Text block:
☆ ☆ ☆ ☆

In determining whether a product is "unreasonably dangerous" under a theory of strict liability, one must weigh the utility of the risk inherent in the design against the magnitude of the risk. Phipps, 278 Md. at 345, 363 A.2d 955. The following considerations are relevant to the determination of whether a product is "unreasonably dangerous:"
(1) the usefulness and desirability of the product, (2) the availability of other and safer products to meet the same need, (3) the likelihood of injury and its probable seriousness, (4) the obviousness of the danger, (5) common knowledge and normal public expectation of danger (particularly for established products), (6) the avoidability of injury by care in use of the product (including the effect of instructions or warnings), and (7) the ability to eliminate the danger without seriously impairing the usefulness of the product or making it unduly expensive.
Id. at 345 n. 4, 363 A.2d 955, quoting Wade Strict Liability of Manufacturers, 19 Sw. L.J. 5, 17 (1965) (emphasis added); Singleton v. International Harvester Co., 685 F.2d 112, 115 (4th Cir.1981); Banks v. Iron *88 Hustler Corp., 59 Md.App. 408, 425-26 n. 3, 475 A.2d 1243 (1984) (noting that Professor Wade had somewhat revised his seven factors but not indicating clearly that Maryland courts will use the newly revised factors).
It is clear that whether Ryobi could have eliminated the alleged danger in the saw without impairing the usefulness of the saw or making it more expensive is relevant in assessing the merits of both the strict liability and breach of warranty claims. Accordingly, Ryobi's claim that undue prejudice would result due to the lack of relevance vis a vis these theories clearly is inaccurate.

☆ ☆ ☆ ☆

Exercise task 1: List each line of the records that contains the string "roof", treating uppercase and lowercase letters as different.
The legal text on strict product liability and the records that come after it are unrelated and stand apart from each other.

Supplied data:
☆ ☆ ☆ ☆

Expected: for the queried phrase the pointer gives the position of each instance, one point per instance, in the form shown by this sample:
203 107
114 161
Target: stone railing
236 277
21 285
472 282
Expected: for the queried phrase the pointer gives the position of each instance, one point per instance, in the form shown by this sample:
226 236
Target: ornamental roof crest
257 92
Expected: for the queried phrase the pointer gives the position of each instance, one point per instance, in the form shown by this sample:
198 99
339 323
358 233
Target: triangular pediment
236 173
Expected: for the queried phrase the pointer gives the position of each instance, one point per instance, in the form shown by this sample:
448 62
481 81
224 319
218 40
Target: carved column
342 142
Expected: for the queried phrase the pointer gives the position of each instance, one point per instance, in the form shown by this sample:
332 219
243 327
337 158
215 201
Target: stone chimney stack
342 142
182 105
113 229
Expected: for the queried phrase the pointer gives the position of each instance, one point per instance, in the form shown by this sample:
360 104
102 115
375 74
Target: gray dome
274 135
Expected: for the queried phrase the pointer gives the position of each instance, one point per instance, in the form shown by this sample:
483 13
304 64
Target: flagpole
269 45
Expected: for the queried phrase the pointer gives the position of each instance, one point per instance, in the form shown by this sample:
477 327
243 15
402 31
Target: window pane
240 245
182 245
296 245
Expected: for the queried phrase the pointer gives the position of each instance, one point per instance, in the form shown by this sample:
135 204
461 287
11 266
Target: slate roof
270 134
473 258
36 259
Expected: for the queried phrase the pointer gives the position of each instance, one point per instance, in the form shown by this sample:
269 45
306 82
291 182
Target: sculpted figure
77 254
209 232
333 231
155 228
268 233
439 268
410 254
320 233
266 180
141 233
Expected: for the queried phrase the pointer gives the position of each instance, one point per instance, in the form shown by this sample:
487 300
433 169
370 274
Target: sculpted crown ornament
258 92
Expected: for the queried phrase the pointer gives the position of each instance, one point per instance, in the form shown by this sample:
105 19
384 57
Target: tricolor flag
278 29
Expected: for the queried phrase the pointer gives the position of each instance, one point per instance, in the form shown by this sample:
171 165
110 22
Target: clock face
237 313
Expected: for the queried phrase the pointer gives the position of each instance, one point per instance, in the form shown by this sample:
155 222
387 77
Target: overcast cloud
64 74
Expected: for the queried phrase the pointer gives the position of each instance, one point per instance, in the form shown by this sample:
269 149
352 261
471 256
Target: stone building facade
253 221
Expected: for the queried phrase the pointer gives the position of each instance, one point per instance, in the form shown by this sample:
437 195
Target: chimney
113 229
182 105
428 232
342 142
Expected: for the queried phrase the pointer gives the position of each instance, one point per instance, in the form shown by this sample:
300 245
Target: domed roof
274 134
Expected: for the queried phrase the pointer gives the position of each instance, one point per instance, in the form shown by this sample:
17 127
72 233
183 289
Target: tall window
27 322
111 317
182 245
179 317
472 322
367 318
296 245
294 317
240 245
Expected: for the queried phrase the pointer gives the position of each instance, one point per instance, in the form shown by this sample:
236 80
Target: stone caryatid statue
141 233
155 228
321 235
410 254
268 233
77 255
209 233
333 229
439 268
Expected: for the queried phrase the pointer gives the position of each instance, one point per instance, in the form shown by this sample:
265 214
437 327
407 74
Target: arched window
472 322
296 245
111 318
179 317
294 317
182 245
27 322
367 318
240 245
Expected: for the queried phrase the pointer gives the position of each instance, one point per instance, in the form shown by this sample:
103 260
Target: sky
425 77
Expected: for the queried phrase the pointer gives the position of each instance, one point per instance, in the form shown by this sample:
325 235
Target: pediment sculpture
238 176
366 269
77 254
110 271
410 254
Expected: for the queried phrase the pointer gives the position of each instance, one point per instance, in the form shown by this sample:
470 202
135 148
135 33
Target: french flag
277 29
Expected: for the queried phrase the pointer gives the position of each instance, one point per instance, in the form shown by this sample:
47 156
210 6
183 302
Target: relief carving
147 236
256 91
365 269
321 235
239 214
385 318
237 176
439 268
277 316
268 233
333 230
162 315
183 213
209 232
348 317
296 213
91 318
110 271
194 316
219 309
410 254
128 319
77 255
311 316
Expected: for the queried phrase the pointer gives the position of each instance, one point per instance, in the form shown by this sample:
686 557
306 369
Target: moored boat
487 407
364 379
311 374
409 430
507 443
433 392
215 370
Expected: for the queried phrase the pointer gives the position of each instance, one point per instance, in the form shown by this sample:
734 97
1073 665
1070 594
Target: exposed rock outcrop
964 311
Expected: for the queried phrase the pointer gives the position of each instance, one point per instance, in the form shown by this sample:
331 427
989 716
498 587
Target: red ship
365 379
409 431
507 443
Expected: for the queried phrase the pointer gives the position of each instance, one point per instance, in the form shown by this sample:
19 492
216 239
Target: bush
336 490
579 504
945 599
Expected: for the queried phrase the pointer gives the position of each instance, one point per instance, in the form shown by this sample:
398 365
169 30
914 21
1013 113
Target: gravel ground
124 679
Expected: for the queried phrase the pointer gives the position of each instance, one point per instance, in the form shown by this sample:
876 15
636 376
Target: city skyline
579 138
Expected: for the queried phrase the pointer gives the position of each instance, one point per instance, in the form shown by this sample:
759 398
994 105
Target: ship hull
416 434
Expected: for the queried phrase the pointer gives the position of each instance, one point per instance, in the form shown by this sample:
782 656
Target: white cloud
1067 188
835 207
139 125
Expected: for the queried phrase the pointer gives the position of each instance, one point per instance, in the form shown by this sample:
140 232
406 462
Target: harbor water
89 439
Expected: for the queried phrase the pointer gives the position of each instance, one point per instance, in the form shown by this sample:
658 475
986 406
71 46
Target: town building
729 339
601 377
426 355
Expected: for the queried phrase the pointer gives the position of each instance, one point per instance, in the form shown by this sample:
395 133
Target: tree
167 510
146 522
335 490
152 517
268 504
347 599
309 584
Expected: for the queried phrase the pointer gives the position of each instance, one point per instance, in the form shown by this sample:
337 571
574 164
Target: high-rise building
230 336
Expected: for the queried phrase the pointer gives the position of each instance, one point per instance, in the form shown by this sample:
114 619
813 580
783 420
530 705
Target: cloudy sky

☆ ☆ ☆ ☆

Exercise task 2: Continue the legal text on strict product liability and unreasonably dangerous products, picking up right after its final sentence.

Task result 1:
Target: ornamental roof crest
Target: slate roof
Target: domed roof

Task result 2:
Defendant further maintains any probative value in admitting the dual activation switch into evidence is substantially outweighed by unfair prejudice because the jury may lose sight of the real issues in the case and construe the evidence as an admission of negligence. See Columbia & P.S.R.R. v. Hawthorne, 144 U.S. 202, 207, 12 S. Ct. 591, 593, 36 L. Ed. 405 (1892). The assumption that the introduction of a saw with a dual activation switch indicates a belief on Ryobi's part that it caused Polansky's injury clearly is false. As recognized by Professor Wigmore:
[I]njuries may be and are constantly caused by reason of the inevitable accident, and also by contributory negligence of the injured person. To improve the condition of the injury-causing object [or in this case, to introduce a new model absent the feature that allegedly caused the injury] is therefore to indicate a belief merely that it has been capable of causing such an injury, but indicates nothing more, and is equally consistent with a belief in injury by mere accident, or in contributory negligence, as well as by the owner's negligence. Mere capacity of a ... thing to cause an injury is not the fact that constitutes liability for an owner; it must be a capacity which could have been known to an owner using reasonable diligence and foresight, and a capacity to injure persons taking reasonable care in its use.
2 Wigmore, Evidence § 283, at 151 (3d ed. 1940) (emphasis in original).
The Court believes that it is likely that some amount of undue prejudice likely will result through the introduction of the dual activated switch saw as the jury may view the manufacture of a new saw as an admission of liability. Nevertheless, Ryobi will be able to mitigate any undue prejudice by demonstrating that no liability is admitted because it continues to market the saw that allegedly caused Polansky's injuries. This should be contrasted with the paragon subsequent remedial measure case where the defendant no longer acts like he did when the plaintiff was injured due to his alleged negligence.
Weighing the demonstrated probative value of admitting the evidence of the dual activated switch saw against the relatively smaller likelihood and quantity of undue prejudice resulting from its admission as compared to paragon subsequent remedial measure cases, the Court concludes that the evidence is not precluded by Fed.R. Evid. 403.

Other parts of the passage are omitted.